Reproduce word for word the part of the records below that opens with the line containing "Task: Find the carved wooden pillar" and runs through the end of the records, leaving out the pictures.

--- BEGIN ---

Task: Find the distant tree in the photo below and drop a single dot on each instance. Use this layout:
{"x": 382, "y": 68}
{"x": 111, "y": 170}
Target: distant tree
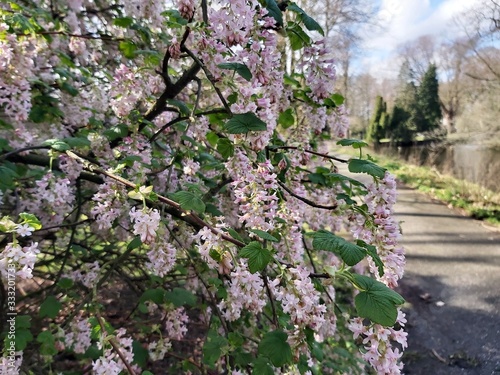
{"x": 378, "y": 124}
{"x": 428, "y": 107}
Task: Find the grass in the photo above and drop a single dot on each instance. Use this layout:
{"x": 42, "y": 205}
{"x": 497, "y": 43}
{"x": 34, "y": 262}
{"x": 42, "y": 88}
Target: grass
{"x": 474, "y": 200}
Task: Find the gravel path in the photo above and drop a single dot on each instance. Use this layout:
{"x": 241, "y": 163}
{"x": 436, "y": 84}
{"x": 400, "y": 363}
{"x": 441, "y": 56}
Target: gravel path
{"x": 452, "y": 286}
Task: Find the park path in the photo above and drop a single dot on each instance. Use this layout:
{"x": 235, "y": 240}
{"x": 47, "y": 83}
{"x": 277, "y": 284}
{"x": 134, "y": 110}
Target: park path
{"x": 452, "y": 288}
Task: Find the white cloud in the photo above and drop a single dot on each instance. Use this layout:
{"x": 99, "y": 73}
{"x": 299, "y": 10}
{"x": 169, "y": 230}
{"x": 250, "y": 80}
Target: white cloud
{"x": 402, "y": 21}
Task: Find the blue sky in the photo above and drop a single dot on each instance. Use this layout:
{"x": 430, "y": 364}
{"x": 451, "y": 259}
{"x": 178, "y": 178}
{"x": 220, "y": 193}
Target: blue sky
{"x": 406, "y": 20}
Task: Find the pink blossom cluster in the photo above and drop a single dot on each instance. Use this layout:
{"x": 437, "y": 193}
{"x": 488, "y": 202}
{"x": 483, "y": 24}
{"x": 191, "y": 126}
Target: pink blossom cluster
{"x": 23, "y": 257}
{"x": 146, "y": 223}
{"x": 320, "y": 72}
{"x": 245, "y": 293}
{"x": 300, "y": 299}
{"x": 175, "y": 323}
{"x": 16, "y": 68}
{"x": 86, "y": 274}
{"x": 51, "y": 199}
{"x": 110, "y": 204}
{"x": 254, "y": 191}
{"x": 385, "y": 231}
{"x": 377, "y": 340}
{"x": 9, "y": 367}
{"x": 110, "y": 363}
{"x": 186, "y": 8}
{"x": 78, "y": 337}
{"x": 161, "y": 257}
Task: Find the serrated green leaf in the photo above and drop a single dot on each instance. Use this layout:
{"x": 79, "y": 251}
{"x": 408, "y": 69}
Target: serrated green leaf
{"x": 350, "y": 253}
{"x": 225, "y": 147}
{"x": 47, "y": 341}
{"x": 56, "y": 144}
{"x": 355, "y": 143}
{"x": 261, "y": 367}
{"x": 128, "y": 48}
{"x": 141, "y": 354}
{"x": 189, "y": 201}
{"x": 180, "y": 297}
{"x": 243, "y": 123}
{"x": 156, "y": 295}
{"x": 31, "y": 220}
{"x": 258, "y": 257}
{"x": 372, "y": 252}
{"x": 123, "y": 21}
{"x": 309, "y": 22}
{"x": 65, "y": 283}
{"x": 213, "y": 348}
{"x": 286, "y": 118}
{"x": 239, "y": 68}
{"x": 50, "y": 307}
{"x": 264, "y": 235}
{"x": 298, "y": 37}
{"x": 376, "y": 301}
{"x": 274, "y": 346}
{"x": 366, "y": 166}
{"x": 274, "y": 11}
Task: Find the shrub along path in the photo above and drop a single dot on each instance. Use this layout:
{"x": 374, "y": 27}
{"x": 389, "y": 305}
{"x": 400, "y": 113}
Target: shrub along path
{"x": 452, "y": 288}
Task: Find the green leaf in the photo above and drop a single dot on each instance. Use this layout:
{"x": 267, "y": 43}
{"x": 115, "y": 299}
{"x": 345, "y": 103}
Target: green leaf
{"x": 141, "y": 354}
{"x": 286, "y": 119}
{"x": 239, "y": 68}
{"x": 213, "y": 348}
{"x": 309, "y": 22}
{"x": 31, "y": 220}
{"x": 355, "y": 143}
{"x": 298, "y": 37}
{"x": 135, "y": 243}
{"x": 261, "y": 367}
{"x": 245, "y": 122}
{"x": 264, "y": 235}
{"x": 180, "y": 297}
{"x": 274, "y": 11}
{"x": 47, "y": 341}
{"x": 76, "y": 142}
{"x": 128, "y": 48}
{"x": 189, "y": 201}
{"x": 258, "y": 257}
{"x": 156, "y": 295}
{"x": 350, "y": 253}
{"x": 123, "y": 21}
{"x": 275, "y": 347}
{"x": 372, "y": 251}
{"x": 50, "y": 307}
{"x": 366, "y": 166}
{"x": 56, "y": 144}
{"x": 225, "y": 147}
{"x": 376, "y": 301}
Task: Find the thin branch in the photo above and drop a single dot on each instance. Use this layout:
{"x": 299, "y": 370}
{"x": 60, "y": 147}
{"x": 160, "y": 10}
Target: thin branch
{"x": 305, "y": 200}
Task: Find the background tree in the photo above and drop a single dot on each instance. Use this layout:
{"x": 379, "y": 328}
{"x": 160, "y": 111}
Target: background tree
{"x": 428, "y": 103}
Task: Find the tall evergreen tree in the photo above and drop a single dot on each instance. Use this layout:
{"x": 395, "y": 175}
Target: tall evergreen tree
{"x": 428, "y": 101}
{"x": 378, "y": 125}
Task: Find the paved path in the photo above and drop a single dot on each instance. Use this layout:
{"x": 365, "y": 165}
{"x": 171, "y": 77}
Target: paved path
{"x": 452, "y": 285}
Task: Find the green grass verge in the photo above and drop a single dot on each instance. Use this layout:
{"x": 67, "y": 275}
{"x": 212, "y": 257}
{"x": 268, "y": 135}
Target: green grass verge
{"x": 475, "y": 200}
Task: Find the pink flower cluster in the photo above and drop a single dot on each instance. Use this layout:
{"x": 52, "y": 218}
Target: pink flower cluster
{"x": 78, "y": 337}
{"x": 255, "y": 192}
{"x": 86, "y": 274}
{"x": 378, "y": 343}
{"x": 23, "y": 258}
{"x": 246, "y": 292}
{"x": 146, "y": 223}
{"x": 110, "y": 363}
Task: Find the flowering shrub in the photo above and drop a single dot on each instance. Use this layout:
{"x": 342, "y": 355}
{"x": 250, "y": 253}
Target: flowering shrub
{"x": 171, "y": 198}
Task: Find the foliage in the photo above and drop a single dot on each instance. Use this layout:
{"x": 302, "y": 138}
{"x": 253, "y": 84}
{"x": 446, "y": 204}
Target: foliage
{"x": 169, "y": 202}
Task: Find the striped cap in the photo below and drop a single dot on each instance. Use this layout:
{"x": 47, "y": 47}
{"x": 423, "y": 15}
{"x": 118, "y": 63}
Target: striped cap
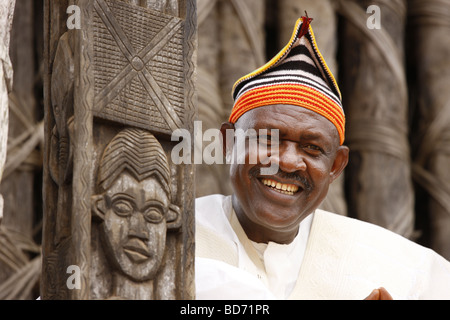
{"x": 297, "y": 75}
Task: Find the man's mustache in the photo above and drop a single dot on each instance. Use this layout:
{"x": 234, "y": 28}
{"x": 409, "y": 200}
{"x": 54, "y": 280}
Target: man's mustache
{"x": 307, "y": 185}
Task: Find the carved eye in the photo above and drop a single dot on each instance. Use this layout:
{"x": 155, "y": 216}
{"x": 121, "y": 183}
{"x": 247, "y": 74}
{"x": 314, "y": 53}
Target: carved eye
{"x": 122, "y": 208}
{"x": 153, "y": 215}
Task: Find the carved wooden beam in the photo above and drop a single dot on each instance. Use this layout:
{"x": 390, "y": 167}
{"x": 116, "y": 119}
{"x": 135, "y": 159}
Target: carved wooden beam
{"x": 118, "y": 212}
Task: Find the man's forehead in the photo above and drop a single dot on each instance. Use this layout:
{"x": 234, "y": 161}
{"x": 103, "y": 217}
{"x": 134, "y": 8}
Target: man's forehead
{"x": 288, "y": 118}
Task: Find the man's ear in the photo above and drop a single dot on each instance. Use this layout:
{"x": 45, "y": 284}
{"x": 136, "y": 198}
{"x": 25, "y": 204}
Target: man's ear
{"x": 173, "y": 218}
{"x": 227, "y": 139}
{"x": 340, "y": 162}
{"x": 98, "y": 206}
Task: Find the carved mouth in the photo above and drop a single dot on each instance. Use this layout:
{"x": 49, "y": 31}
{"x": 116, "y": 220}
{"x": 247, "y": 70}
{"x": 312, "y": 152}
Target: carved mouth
{"x": 136, "y": 250}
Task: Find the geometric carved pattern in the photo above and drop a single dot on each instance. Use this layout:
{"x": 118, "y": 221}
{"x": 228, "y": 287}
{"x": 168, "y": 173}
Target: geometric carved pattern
{"x": 138, "y": 66}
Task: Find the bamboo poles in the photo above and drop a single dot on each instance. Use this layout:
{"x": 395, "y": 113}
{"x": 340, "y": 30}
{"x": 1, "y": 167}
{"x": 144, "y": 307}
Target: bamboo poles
{"x": 430, "y": 52}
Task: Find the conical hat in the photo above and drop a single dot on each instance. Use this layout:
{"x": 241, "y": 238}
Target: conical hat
{"x": 297, "y": 75}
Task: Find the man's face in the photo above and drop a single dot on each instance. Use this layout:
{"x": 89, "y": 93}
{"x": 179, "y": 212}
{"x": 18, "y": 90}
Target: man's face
{"x": 309, "y": 158}
{"x": 135, "y": 225}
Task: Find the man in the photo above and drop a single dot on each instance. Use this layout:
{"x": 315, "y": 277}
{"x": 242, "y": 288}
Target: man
{"x": 268, "y": 240}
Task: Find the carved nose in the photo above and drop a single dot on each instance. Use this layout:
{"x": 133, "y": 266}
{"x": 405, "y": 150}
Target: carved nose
{"x": 138, "y": 226}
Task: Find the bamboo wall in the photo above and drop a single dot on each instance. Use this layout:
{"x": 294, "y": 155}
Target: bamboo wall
{"x": 394, "y": 82}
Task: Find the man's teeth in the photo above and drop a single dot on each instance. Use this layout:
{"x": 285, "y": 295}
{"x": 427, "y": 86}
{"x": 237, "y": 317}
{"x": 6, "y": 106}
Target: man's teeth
{"x": 281, "y": 187}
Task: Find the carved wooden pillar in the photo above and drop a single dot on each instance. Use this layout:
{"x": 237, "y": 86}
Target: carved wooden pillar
{"x": 119, "y": 213}
{"x": 6, "y": 78}
{"x": 429, "y": 52}
{"x": 375, "y": 96}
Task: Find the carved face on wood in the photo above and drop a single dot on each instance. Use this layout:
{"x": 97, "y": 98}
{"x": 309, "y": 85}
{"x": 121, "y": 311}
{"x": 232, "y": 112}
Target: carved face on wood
{"x": 135, "y": 225}
{"x": 135, "y": 203}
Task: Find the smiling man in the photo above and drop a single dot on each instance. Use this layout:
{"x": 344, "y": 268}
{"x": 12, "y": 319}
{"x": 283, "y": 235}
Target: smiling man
{"x": 269, "y": 240}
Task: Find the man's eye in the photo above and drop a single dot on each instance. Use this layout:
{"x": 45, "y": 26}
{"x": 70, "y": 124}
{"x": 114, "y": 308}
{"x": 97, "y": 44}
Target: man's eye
{"x": 122, "y": 208}
{"x": 313, "y": 148}
{"x": 153, "y": 215}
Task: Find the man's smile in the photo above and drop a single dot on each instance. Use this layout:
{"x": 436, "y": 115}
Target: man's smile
{"x": 284, "y": 188}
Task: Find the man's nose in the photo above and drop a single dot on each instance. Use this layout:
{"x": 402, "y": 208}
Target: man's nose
{"x": 138, "y": 225}
{"x": 290, "y": 157}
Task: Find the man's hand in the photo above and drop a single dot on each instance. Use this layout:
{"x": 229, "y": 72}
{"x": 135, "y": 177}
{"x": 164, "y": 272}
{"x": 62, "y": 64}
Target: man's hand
{"x": 379, "y": 294}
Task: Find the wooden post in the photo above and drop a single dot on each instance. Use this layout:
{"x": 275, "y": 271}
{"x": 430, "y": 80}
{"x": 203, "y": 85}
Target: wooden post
{"x": 374, "y": 90}
{"x": 119, "y": 213}
{"x": 429, "y": 61}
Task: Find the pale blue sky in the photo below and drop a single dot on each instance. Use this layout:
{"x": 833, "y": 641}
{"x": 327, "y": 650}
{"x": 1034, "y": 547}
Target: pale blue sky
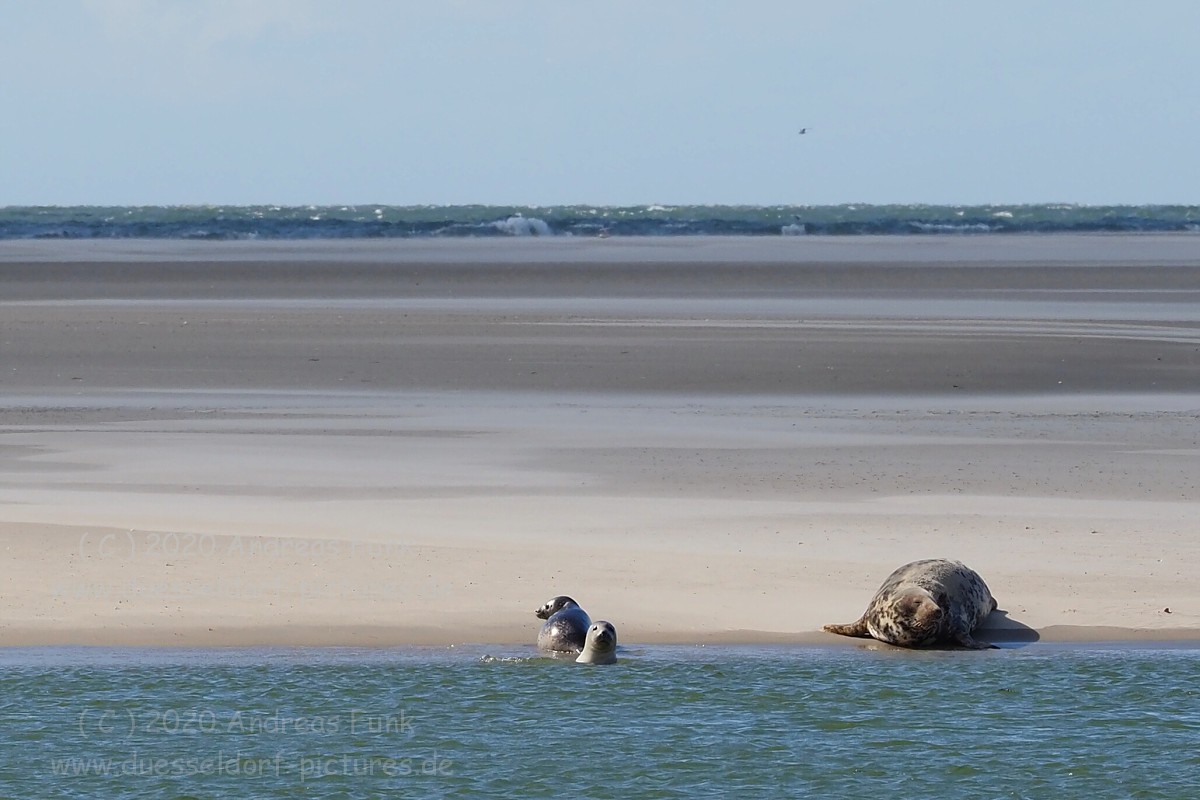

--- END ---

TASK OUTPUT
Task: Find the carved wooden pillar in the photo above and drop a single dot on each instance. Use this layout:
{"x": 237, "y": 86}
Target: carved wooden pillar
{"x": 119, "y": 213}
{"x": 6, "y": 78}
{"x": 429, "y": 52}
{"x": 375, "y": 96}
Task: Find the carved face on wood in the photo above and drop a single dot on each instance. Use this layout:
{"x": 97, "y": 98}
{"x": 309, "y": 85}
{"x": 121, "y": 311}
{"x": 232, "y": 112}
Target: carved face on wood
{"x": 135, "y": 225}
{"x": 135, "y": 203}
Task: Find the smiling man in the photo above and drop a single dot on each instance. Use this layout:
{"x": 344, "y": 268}
{"x": 12, "y": 319}
{"x": 283, "y": 235}
Target: smiling man
{"x": 269, "y": 240}
Task: Find the man's eye in the photo above and drop a single dot on each instance. Use this layout:
{"x": 45, "y": 26}
{"x": 70, "y": 124}
{"x": 114, "y": 308}
{"x": 97, "y": 44}
Target: man's eye
{"x": 122, "y": 208}
{"x": 313, "y": 148}
{"x": 153, "y": 215}
Task: Find the man's smile in the photo above and drop a single dot on each instance. Use this layout:
{"x": 436, "y": 115}
Target: man's smile
{"x": 284, "y": 188}
Task: Find the man's nose in the photo above and drop a single dot on each instance. Use this layout:
{"x": 402, "y": 208}
Target: man's nose
{"x": 138, "y": 225}
{"x": 290, "y": 157}
Task: Find the man's hand in the photo above and drop a single dot on each instance. Use this layout:
{"x": 229, "y": 72}
{"x": 135, "y": 177}
{"x": 164, "y": 272}
{"x": 62, "y": 64}
Target: man's hand
{"x": 379, "y": 294}
Task: Find the wooden post in the photo above and drop a single dot on each instance. Use this layout:
{"x": 275, "y": 271}
{"x": 430, "y": 80}
{"x": 203, "y": 85}
Target: wooden post
{"x": 374, "y": 90}
{"x": 119, "y": 213}
{"x": 429, "y": 61}
Task: Find the pale blue sky in the photo below and drop a single dot on each instance. Use this layout:
{"x": 833, "y": 641}
{"x": 327, "y": 650}
{"x": 1034, "y": 547}
Target: pale blue sky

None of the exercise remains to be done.